Em consequência, a Recorrente pronunciou-se pela forma seguinte:
“A, Recorrente nos autos de processo à margem referenciados e neles melhor identificada notificada do despacho de fls. 49 e 49v, vem expor e finalmente requerer o seguinte:
Facto 1.º: Nos termos do disposto nas fls. dos autos CV3-11-006-CAO a fls. 138 e 141 a XXX, declarou que o inventariado XX havia saído de casa há menos de 10 anos antes do seu falecimento, o que se aceita como verdadeiro.
Facto 2.º: Nos termos do disposto nas fls. dos autos CV3-11-006-CAO a fls. 172 a XXX, confessa no seu requerimento nos números quatro e cinco, viver conjugalmente com o inventariado há mais de vinte anos e ainda nunca se terem separado.
Estes dois factos contraditórios entre si emanados da mesma interessada em ser considerada a única herdeira revela uma atitude dolosa na alteração da verdade prejudicando não só a ora Recorrente como a verdade dos factos para haver uma justa composição do litígio.
Ou seja, a verdade é como o azeite em água, quando a mentira se mistura com a verdade somente uma vem acima e é sempre a verdade.
O Objecto deste Recurso é pertinente as questões de facto e de direito apontadas no requerimento de Recurso reiteram-se, pois, a verdade pessoal corresponde a um direito de personalidade que merece protecção jurídica de acordo com o art. 81.º do Código Civil.
O despacho ora recorrido ao indeferir o pedido de suspensão dos autos enquanto a Recorrente faz prova do seu estado civil é relevante, pois, além de não permitir a restituição da verdade pessoal, também, não permite à Recorrente garantir os seus direitos como herdeira do ora inventariado nos termos do art. 1985.º do Código Cívil.

LISTAGEM FORNECIDA >>

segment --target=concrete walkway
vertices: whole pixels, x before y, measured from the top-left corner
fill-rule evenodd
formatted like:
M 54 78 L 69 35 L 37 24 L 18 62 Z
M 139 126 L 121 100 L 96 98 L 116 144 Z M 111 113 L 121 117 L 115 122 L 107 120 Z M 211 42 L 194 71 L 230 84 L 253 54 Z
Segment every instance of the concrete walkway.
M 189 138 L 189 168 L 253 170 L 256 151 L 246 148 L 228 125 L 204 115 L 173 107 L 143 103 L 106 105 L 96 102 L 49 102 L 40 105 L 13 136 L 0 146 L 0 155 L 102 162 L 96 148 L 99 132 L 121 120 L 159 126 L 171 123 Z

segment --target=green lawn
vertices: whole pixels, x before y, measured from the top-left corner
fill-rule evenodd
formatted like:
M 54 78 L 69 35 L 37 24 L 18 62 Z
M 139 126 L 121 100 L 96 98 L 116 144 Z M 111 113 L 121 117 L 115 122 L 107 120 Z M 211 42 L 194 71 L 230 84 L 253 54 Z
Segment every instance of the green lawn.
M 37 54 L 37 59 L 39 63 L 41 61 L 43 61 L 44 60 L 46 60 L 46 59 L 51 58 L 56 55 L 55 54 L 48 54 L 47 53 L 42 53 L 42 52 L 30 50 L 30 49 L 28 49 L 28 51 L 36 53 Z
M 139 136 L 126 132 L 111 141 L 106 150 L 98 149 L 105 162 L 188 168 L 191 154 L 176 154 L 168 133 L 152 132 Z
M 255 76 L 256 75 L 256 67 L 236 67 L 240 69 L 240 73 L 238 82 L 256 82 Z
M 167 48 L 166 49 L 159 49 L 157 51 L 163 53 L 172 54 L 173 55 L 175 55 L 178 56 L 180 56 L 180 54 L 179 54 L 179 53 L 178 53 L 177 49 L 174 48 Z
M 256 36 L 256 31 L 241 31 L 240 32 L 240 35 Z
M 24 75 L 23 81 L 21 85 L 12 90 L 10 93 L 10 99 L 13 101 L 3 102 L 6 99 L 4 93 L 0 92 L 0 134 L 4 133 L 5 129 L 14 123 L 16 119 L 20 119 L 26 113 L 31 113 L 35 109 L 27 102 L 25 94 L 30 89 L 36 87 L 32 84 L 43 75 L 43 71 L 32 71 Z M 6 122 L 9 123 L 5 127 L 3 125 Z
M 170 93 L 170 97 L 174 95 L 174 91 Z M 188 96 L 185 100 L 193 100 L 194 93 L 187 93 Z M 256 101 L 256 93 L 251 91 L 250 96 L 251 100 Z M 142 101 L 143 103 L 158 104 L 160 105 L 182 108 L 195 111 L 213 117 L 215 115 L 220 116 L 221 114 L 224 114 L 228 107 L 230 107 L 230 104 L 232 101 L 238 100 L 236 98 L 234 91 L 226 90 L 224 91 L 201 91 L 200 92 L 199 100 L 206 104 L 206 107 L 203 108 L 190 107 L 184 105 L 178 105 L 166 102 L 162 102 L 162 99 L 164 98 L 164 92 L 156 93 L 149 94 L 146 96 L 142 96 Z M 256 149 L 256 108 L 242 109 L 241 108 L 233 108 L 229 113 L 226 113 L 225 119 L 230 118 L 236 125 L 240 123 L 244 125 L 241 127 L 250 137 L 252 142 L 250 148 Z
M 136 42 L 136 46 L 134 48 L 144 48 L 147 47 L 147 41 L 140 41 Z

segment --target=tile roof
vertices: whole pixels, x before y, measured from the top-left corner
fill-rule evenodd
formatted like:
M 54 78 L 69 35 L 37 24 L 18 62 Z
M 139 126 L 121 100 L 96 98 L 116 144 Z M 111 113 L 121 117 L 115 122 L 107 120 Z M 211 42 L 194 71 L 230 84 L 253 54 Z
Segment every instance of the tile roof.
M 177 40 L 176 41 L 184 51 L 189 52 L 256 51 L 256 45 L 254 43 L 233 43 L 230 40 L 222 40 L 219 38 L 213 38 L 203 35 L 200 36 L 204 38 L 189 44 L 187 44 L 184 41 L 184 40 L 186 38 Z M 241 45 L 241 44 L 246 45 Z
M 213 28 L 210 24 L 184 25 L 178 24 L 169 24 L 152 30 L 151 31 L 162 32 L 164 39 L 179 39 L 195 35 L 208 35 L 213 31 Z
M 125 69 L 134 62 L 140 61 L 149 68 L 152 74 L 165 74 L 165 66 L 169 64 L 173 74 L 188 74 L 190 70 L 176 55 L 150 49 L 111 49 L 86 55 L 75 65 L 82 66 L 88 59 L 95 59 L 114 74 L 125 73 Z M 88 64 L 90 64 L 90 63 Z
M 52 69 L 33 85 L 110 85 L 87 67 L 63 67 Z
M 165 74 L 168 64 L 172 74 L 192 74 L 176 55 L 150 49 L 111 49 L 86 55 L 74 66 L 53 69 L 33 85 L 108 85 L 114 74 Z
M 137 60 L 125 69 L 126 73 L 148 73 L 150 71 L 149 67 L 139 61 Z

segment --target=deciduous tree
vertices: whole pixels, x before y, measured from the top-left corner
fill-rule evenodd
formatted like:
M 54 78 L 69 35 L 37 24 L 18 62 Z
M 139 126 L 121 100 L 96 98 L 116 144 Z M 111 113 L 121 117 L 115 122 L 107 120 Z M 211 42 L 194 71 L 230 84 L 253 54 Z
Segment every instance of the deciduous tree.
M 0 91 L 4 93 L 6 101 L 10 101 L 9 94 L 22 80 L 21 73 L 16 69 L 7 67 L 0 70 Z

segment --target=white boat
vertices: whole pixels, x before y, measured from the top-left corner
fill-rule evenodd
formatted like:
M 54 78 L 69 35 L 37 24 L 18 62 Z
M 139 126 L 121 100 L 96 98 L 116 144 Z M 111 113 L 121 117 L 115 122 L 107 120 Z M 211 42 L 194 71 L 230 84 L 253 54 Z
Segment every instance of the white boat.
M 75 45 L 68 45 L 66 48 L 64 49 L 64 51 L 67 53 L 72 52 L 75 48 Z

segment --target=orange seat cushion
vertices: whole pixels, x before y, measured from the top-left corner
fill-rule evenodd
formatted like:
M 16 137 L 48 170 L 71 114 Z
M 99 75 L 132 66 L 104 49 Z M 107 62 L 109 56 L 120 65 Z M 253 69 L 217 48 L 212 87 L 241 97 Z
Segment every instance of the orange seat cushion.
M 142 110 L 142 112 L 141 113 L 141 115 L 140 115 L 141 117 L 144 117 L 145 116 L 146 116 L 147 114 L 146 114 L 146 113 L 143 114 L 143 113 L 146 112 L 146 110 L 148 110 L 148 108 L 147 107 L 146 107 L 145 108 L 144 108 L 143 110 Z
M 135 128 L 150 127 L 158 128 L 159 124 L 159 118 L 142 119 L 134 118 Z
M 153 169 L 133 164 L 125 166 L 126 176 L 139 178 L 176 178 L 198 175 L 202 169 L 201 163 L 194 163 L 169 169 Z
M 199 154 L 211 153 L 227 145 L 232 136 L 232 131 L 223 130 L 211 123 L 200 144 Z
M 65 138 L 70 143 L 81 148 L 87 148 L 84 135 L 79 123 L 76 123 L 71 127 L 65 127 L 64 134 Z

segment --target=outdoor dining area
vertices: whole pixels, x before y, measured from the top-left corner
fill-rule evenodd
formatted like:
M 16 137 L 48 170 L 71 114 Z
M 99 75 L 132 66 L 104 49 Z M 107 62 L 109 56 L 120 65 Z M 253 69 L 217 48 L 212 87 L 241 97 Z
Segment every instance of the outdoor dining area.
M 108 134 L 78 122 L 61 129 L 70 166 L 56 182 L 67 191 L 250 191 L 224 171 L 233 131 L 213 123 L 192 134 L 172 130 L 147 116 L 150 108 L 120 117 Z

EXERCÍCIO PROPOSTO >>
Reproduza na íntegra, sem qualquer alteração, o texto fornecido acima sobre o recurso da Recorrente.

RESPOSTA AO EXERCÍCIO >>
Em consequência, a Recorrente pronunciou-se pela forma seguinte:
“A, Recorrente nos autos de processo à margem referenciados e neles melhor identificada notificada do despacho de fls. 49 e 49v, vem expor e finalmente requerer o seguinte:
Facto 1.º: Nos termos do disposto nas fls. dos autos CV3-11-006-CAO a fls. 138 e 141 a XXX, declarou que o inventariado XX havia saído de casa há menos de 10 anos antes do seu falecimento, o que se aceita como verdadeiro.
Facto 2.º: Nos termos do disposto nas fls. dos autos CV3-11-006-CAO a fls. 172 a XXX, confessa no seu requerimento nos números quatro e cinco, viver conjugalmente com o inventariado há mais de vinte anos e ainda nunca se terem separado.
Estes dois factos contraditórios entre si emanados da mesma interessada em ser considerada a única herdeira revela uma atitude dolosa na alteração da verdade prejudicando não só a ora Recorrente como a verdade dos factos para haver uma justa composição do litígio.
Ou seja, a verdade é como o azeite em água, quando a mentira se mistura com a verdade somente uma vem acima e é sempre a verdade.
O Objecto deste Recurso é pertinente as questões de facto e de direito apontadas no requerimento de Recurso reiteram-se, pois, a verdade pessoal corresponde a um direito de personalidade que merece protecção jurídica de acordo com o art. 81.º do Código Civil.
O despacho ora recorrido ao indeferir o pedido de suspensão dos autos enquanto a Recorrente faz prova do seu estado civil é relevante, pois, além de não permitir a restituição da verdade pessoal, também, não permite à Recorrente garantir os seus direitos como herdeira do ora inventariado nos termos do art. 1985.º do Código Cívil.